What is expected:
Where a line of the records contains the word "claim", show that line.

Saved data entries:
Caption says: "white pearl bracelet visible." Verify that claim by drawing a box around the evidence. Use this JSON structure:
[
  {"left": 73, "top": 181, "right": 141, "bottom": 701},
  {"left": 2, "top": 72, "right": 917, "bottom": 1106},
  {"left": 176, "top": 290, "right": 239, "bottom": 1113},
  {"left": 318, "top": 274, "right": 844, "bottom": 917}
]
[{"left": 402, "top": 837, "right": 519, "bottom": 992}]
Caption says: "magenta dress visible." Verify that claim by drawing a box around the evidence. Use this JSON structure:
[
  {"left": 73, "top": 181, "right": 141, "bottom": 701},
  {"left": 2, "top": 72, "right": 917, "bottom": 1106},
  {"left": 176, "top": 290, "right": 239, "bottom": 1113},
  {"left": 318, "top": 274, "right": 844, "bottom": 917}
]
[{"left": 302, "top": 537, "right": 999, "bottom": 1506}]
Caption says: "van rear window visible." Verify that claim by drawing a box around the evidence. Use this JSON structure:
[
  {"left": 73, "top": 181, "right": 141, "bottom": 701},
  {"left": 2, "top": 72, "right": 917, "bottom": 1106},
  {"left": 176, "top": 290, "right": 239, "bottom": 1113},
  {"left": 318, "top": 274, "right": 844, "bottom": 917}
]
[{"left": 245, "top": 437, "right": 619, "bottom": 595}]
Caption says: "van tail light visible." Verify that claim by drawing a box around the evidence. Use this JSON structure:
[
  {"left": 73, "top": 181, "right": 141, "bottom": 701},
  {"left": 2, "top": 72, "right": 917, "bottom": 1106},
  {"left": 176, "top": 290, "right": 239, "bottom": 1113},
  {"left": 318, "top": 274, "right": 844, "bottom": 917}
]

Task result:
Caption says: "white pearl bracelet visible." Verify that claim by drawing a box around the evidence. Use this JSON structure:
Caption says: "magenta dress visible." Verify that claim by drawing a box around the evidence. Use this JSON structure:
Caption says: "van rear window visible." Verify that claim by drawing a box around the evidence. Use this JSON structure:
Caption says: "van tail light visible." Verify that claim by drawing a box around the evidence. Use this JSON structure:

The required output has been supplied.